* Your tasks:
• a. Summarize the cambelt life text in two sentences.
• b. In the cambelt life text, what base life is assumed for a belt on a petrol engine working under ideal conditions?
• c. Carry the cambelt life text forward from its final sentence.

* Document segment:
----------

Cambelt life.
Having done some evaluation work for a belt manufacturer, I thought it might be interesting to apply some belt life factors to actual applications, as the vehicle manufacturers recommendations seem to be so inconsistent.
My formula works like this:
Take a petrol engine with a belt working under ideal conditions, ie correctly tensioned, no oil, no disintegrating idlers. Take a belt base life of 60,000 miles.
Now apply the following factors as multipliers:
Crank pulley teeth (half cam pulley number) 19t 0.7; 20t 0.9; 21t 1.0; 22t 1.05.
Next, apply the following factors as multipliers:
Fixed tensioner 1.0; Undamped sprung tensioner 0.8; 3/4 wide belt 0.75;
1 wide belt 1.0; Diesel engine 0.85.
As an example, the old Ford CVH 1.4 engine had 19 teeth on its crank pulley (0.7), a fixed tensioner (1.0), and a 3/4 wide belt (0.75).

----------

* Entries shown:
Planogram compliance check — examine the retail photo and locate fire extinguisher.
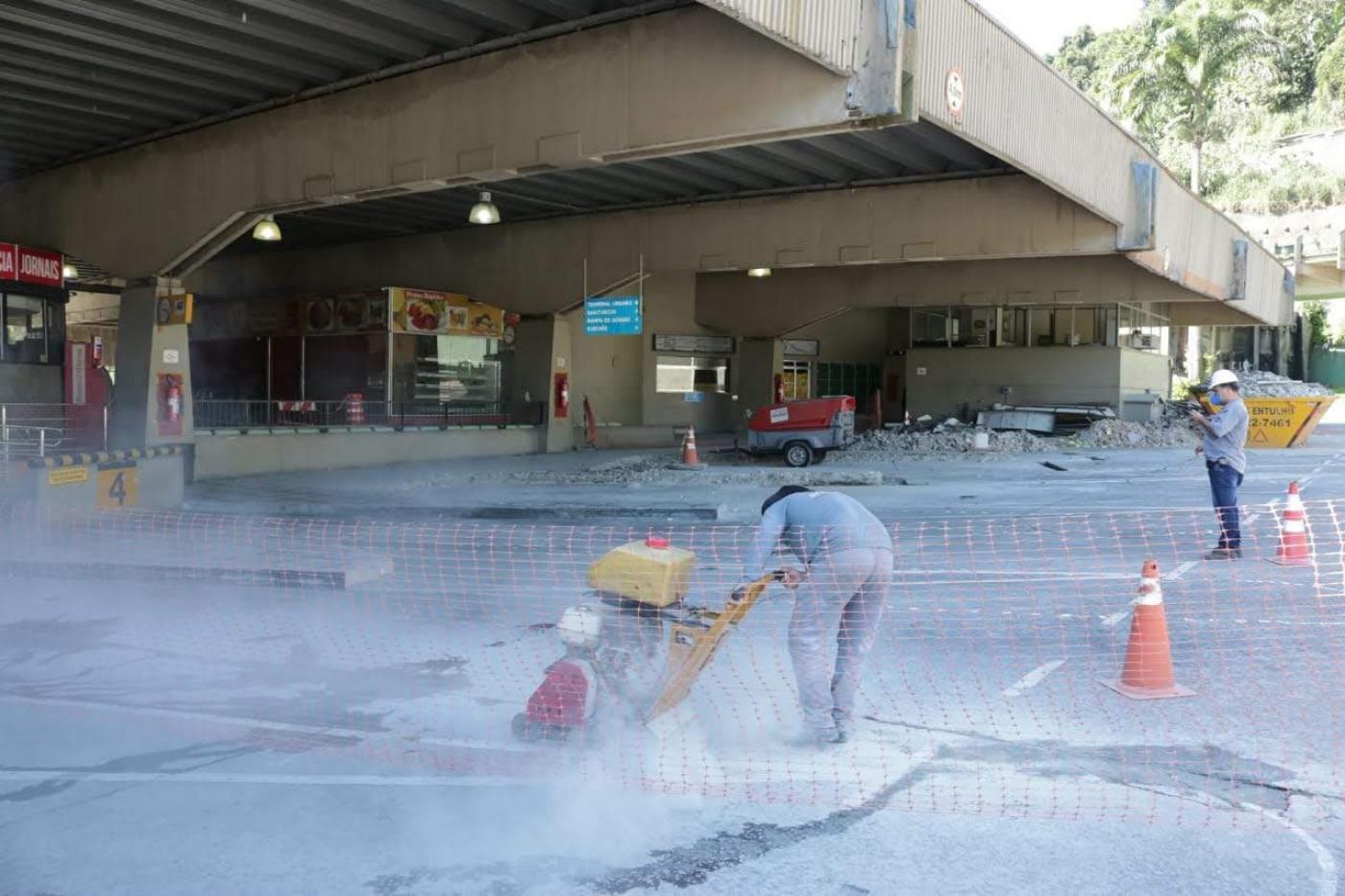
[555,374,571,417]
[164,382,182,424]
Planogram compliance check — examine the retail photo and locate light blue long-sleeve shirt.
[743,491,893,578]
[1204,399,1247,473]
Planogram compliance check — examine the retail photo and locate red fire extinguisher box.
[155,374,183,436]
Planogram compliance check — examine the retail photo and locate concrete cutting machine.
[747,396,855,467]
[514,538,779,741]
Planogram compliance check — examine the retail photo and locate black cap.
[761,486,813,517]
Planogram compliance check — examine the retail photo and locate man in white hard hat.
[744,486,893,747]
[1190,370,1247,560]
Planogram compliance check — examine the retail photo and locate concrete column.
[109,278,195,448]
[737,338,784,410]
[515,316,584,452]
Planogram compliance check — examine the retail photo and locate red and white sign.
[942,67,967,124]
[0,242,66,283]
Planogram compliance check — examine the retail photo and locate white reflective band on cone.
[1136,578,1163,607]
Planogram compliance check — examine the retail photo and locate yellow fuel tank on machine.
[589,538,696,607]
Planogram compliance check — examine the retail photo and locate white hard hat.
[555,604,602,648]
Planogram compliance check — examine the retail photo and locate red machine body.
[747,396,855,432]
[514,659,592,739]
[747,396,855,467]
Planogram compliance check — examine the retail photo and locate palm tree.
[1115,0,1277,194]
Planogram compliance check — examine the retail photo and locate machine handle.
[729,569,784,603]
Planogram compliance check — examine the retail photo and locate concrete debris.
[1237,370,1335,399]
[1065,416,1200,448]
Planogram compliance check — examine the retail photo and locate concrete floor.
[0,426,1345,896]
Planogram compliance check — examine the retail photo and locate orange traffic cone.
[1099,560,1196,699]
[1271,482,1312,567]
[672,425,705,470]
[584,396,598,448]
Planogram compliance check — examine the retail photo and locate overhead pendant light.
[253,215,280,242]
[467,190,501,224]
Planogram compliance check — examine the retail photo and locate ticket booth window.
[780,360,813,400]
[0,293,64,365]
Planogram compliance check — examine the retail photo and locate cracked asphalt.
[0,427,1345,896]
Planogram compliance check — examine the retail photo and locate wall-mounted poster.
[387,286,504,339]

----------

* Solved problems:
• a. Citing evaluation work done for a belt manufacturer and the inconsistent recommendations of vehicle manufacturers, the author proposes a formula that starts from a 60,000-mile base life for a petrol engine belt under ideal conditions and applies multipliers for crank pulley teeth, tensioner type, belt width and diesel engines. As an example, the old Ford CVH 1.4 engine had a 19-tooth crank pulley (0.7), a fixed tensioner (1.0) and a 3/4 wide belt (0.75).

• b. 60,000 miles.

• c.
Change interval becomes 60,000 x 0.7 x 1 x 0.75 = 31,500 miles.
This is necessarily a simplification, because other factors such as wrap angles, peak loads and engine expansion cannot easily be accommodated, but if you try this on a few known engines, the results are interesting.
The quality of aftermarket belts is variable. The worst are made by a well known USA tyre company which may cause you to have a bad year financially. The best are Italian and will give you a good day.
Any comments welcome.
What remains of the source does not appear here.